* Data extract *
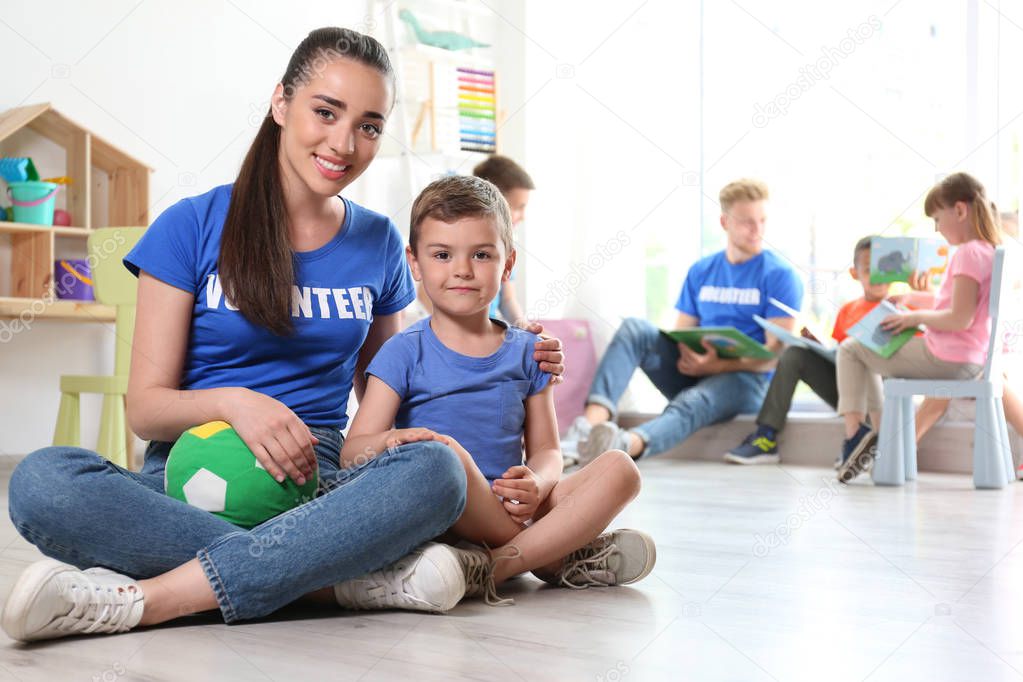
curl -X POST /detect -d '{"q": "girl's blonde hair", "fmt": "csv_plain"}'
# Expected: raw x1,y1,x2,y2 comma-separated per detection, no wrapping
923,172,1002,246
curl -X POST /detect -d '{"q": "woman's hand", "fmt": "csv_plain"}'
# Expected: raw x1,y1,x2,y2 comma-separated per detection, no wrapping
492,465,553,524
222,388,319,486
880,311,920,335
383,427,450,450
525,322,565,385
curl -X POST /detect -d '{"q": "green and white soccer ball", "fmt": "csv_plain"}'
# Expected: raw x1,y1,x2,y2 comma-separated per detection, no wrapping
165,421,319,529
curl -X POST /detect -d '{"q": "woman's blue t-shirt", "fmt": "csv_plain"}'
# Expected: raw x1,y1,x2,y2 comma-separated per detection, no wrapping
123,184,415,429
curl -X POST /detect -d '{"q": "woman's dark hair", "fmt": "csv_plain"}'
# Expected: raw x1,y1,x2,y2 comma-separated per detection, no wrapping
219,27,394,335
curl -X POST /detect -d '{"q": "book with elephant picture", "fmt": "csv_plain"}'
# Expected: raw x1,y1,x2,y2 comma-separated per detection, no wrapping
845,299,919,358
660,327,775,360
869,236,949,284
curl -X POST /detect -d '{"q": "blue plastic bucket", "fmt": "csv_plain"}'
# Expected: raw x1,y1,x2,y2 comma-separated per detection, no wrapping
8,181,58,225
54,259,94,301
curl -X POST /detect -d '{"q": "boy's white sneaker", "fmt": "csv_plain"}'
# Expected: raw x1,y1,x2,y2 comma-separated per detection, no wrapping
550,529,657,588
1,559,144,642
452,542,515,606
334,542,466,613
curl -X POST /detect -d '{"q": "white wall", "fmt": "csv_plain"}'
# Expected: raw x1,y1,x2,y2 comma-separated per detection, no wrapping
0,0,528,456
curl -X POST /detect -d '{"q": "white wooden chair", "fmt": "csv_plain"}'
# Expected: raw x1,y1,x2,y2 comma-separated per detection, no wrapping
873,246,1013,488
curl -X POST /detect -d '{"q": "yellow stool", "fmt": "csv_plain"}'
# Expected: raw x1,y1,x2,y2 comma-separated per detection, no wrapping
53,227,145,469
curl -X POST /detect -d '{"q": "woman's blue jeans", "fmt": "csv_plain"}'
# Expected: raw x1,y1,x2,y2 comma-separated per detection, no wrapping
587,317,770,456
7,427,467,623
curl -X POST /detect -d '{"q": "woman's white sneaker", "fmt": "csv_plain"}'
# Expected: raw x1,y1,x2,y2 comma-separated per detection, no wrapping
1,559,144,642
334,542,466,613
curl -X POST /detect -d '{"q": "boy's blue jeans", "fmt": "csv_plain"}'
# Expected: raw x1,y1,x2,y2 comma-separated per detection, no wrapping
8,428,467,623
587,317,770,456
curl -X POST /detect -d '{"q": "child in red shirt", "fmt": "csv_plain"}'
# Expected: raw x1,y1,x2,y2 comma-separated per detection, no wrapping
725,236,889,464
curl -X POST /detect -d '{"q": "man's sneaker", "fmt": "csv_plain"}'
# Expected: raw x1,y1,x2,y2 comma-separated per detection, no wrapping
836,424,878,483
724,426,780,465
452,542,516,606
577,422,632,467
334,542,465,613
547,529,656,589
560,415,593,453
1,559,144,642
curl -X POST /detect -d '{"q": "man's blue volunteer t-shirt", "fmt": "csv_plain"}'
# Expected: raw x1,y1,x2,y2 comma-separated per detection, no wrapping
123,184,415,430
674,250,804,343
367,317,550,482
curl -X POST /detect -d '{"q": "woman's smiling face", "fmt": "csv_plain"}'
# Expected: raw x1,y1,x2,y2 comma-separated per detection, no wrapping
271,56,393,197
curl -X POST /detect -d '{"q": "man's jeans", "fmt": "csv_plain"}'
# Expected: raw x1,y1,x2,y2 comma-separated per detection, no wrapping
587,317,769,456
8,428,467,623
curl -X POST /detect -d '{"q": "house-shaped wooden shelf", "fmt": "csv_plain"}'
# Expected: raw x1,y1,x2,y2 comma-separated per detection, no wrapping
0,102,151,321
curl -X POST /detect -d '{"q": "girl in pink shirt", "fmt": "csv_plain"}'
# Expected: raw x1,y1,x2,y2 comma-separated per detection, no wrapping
836,172,1003,481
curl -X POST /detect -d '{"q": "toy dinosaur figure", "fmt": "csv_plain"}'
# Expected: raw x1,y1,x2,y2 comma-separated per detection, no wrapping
399,9,489,50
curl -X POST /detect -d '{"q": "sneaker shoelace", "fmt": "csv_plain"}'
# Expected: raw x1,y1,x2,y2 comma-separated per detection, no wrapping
462,545,520,606
557,537,619,589
751,436,776,452
57,574,140,635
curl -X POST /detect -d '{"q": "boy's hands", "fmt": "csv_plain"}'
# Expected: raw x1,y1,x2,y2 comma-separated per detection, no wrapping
384,427,451,450
525,321,565,385
800,326,822,343
223,388,319,486
492,465,553,524
676,340,721,376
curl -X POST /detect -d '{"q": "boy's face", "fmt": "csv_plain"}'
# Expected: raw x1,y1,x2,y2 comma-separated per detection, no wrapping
720,200,766,256
851,249,890,301
408,215,515,318
503,187,532,228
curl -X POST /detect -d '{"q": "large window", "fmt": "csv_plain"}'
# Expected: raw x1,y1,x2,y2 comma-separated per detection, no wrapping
517,0,1022,413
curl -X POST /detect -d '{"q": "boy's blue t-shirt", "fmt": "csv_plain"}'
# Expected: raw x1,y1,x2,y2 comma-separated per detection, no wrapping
674,250,804,343
123,184,415,430
367,317,550,482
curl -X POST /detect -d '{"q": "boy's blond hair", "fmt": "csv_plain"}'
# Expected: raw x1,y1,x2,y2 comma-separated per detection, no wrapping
719,178,769,212
409,175,514,254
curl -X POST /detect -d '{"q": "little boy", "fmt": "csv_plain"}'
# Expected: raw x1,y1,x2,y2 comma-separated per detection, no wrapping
725,236,889,464
338,175,654,610
414,155,535,326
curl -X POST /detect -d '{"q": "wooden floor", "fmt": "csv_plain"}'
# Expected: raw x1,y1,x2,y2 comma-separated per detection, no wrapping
0,454,1021,681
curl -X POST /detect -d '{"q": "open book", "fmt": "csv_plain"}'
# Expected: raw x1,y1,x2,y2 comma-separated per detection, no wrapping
869,237,949,284
660,327,775,360
753,315,837,362
845,299,918,358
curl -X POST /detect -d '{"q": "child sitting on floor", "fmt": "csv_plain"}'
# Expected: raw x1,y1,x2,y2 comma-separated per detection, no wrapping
725,235,890,465
414,155,534,326
338,175,655,610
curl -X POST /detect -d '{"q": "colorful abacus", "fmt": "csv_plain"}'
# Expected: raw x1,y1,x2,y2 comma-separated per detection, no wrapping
457,67,497,153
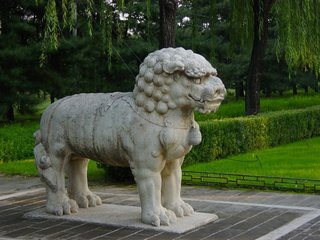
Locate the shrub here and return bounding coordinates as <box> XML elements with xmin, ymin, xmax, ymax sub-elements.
<box><xmin>185</xmin><ymin>106</ymin><xmax>320</xmax><ymax>165</ymax></box>
<box><xmin>266</xmin><ymin>107</ymin><xmax>320</xmax><ymax>145</ymax></box>
<box><xmin>0</xmin><ymin>122</ymin><xmax>38</xmax><ymax>162</ymax></box>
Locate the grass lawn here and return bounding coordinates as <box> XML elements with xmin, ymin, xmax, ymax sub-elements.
<box><xmin>0</xmin><ymin>159</ymin><xmax>106</xmax><ymax>182</ymax></box>
<box><xmin>183</xmin><ymin>136</ymin><xmax>320</xmax><ymax>180</ymax></box>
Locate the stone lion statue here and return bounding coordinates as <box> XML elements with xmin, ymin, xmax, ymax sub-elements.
<box><xmin>34</xmin><ymin>47</ymin><xmax>226</xmax><ymax>227</ymax></box>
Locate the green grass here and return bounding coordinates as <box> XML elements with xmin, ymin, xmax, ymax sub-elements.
<box><xmin>0</xmin><ymin>159</ymin><xmax>106</xmax><ymax>182</ymax></box>
<box><xmin>183</xmin><ymin>136</ymin><xmax>320</xmax><ymax>179</ymax></box>
<box><xmin>196</xmin><ymin>92</ymin><xmax>320</xmax><ymax>121</ymax></box>
<box><xmin>0</xmin><ymin>121</ymin><xmax>39</xmax><ymax>161</ymax></box>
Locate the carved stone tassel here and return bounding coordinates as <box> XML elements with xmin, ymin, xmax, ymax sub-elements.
<box><xmin>188</xmin><ymin>125</ymin><xmax>202</xmax><ymax>146</ymax></box>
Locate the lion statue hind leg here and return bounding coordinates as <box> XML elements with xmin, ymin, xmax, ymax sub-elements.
<box><xmin>65</xmin><ymin>156</ymin><xmax>102</xmax><ymax>208</ymax></box>
<box><xmin>34</xmin><ymin>131</ymin><xmax>79</xmax><ymax>216</ymax></box>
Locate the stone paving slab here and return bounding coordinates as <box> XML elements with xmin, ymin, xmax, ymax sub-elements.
<box><xmin>1</xmin><ymin>175</ymin><xmax>320</xmax><ymax>239</ymax></box>
<box><xmin>0</xmin><ymin>174</ymin><xmax>42</xmax><ymax>196</ymax></box>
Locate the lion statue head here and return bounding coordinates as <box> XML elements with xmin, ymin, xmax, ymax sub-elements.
<box><xmin>133</xmin><ymin>47</ymin><xmax>226</xmax><ymax>115</ymax></box>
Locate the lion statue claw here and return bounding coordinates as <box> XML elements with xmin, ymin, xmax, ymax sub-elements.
<box><xmin>34</xmin><ymin>47</ymin><xmax>226</xmax><ymax>226</ymax></box>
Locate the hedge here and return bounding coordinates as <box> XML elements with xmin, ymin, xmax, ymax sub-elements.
<box><xmin>185</xmin><ymin>105</ymin><xmax>320</xmax><ymax>165</ymax></box>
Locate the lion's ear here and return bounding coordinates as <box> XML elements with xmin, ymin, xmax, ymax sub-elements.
<box><xmin>163</xmin><ymin>60</ymin><xmax>184</xmax><ymax>74</ymax></box>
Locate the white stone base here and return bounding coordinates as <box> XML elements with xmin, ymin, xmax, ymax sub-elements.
<box><xmin>25</xmin><ymin>204</ymin><xmax>218</xmax><ymax>234</ymax></box>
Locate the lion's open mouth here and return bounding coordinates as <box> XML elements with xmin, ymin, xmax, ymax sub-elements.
<box><xmin>188</xmin><ymin>94</ymin><xmax>223</xmax><ymax>113</ymax></box>
<box><xmin>188</xmin><ymin>94</ymin><xmax>223</xmax><ymax>105</ymax></box>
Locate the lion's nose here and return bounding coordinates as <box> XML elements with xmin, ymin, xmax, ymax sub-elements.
<box><xmin>214</xmin><ymin>86</ymin><xmax>227</xmax><ymax>98</ymax></box>
<box><xmin>205</xmin><ymin>76</ymin><xmax>226</xmax><ymax>100</ymax></box>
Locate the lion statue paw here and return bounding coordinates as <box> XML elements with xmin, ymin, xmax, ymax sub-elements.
<box><xmin>71</xmin><ymin>192</ymin><xmax>102</xmax><ymax>208</ymax></box>
<box><xmin>142</xmin><ymin>207</ymin><xmax>177</xmax><ymax>227</ymax></box>
<box><xmin>46</xmin><ymin>196</ymin><xmax>79</xmax><ymax>216</ymax></box>
<box><xmin>164</xmin><ymin>200</ymin><xmax>194</xmax><ymax>217</ymax></box>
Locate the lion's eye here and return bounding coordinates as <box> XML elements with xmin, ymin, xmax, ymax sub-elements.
<box><xmin>194</xmin><ymin>79</ymin><xmax>201</xmax><ymax>84</ymax></box>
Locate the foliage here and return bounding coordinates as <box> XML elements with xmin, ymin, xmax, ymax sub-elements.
<box><xmin>274</xmin><ymin>0</ymin><xmax>320</xmax><ymax>76</ymax></box>
<box><xmin>229</xmin><ymin>0</ymin><xmax>320</xmax><ymax>76</ymax></box>
<box><xmin>230</xmin><ymin>0</ymin><xmax>253</xmax><ymax>49</ymax></box>
<box><xmin>0</xmin><ymin>0</ymin><xmax>160</xmax><ymax>122</ymax></box>
<box><xmin>0</xmin><ymin>122</ymin><xmax>39</xmax><ymax>162</ymax></box>
<box><xmin>38</xmin><ymin>0</ymin><xmax>156</xmax><ymax>67</ymax></box>
<box><xmin>40</xmin><ymin>0</ymin><xmax>59</xmax><ymax>65</ymax></box>
<box><xmin>186</xmin><ymin>106</ymin><xmax>320</xmax><ymax>165</ymax></box>
<box><xmin>0</xmin><ymin>0</ymin><xmax>45</xmax><ymax>121</ymax></box>
<box><xmin>1</xmin><ymin>0</ymin><xmax>319</xmax><ymax>122</ymax></box>
<box><xmin>37</xmin><ymin>24</ymin><xmax>157</xmax><ymax>102</ymax></box>
<box><xmin>229</xmin><ymin>0</ymin><xmax>320</xmax><ymax>115</ymax></box>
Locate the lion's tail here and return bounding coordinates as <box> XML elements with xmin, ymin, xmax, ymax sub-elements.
<box><xmin>33</xmin><ymin>130</ymin><xmax>57</xmax><ymax>191</ymax></box>
<box><xmin>33</xmin><ymin>130</ymin><xmax>41</xmax><ymax>146</ymax></box>
<box><xmin>33</xmin><ymin>129</ymin><xmax>50</xmax><ymax>169</ymax></box>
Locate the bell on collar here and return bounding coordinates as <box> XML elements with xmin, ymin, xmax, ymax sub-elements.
<box><xmin>188</xmin><ymin>126</ymin><xmax>202</xmax><ymax>146</ymax></box>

* Task *
In the records above, take every line from the opening one through the line with "and white soccer" and repeat it exactly; pictures are not part of the copy.

* Your response *
curl -X POST /detect -d '{"q": "girl's blonde hair", "fmt": "csv_plain"}'
# Expected: raw x1,y1,x2,y2 comma-separated per detection, no wrapping
923,172,1002,246
curl -X POST /detect -d '{"q": "woman's hand", "fmt": "csv_plain"}'
# Expected: raw x1,y1,x2,y2 comma-separated per detection, no wrapping
492,465,553,524
222,388,319,486
880,311,920,335
383,427,450,450
525,322,565,385
curl -X POST /detect -d '{"q": "green and white soccer ball", "fmt": "csv_plain"}'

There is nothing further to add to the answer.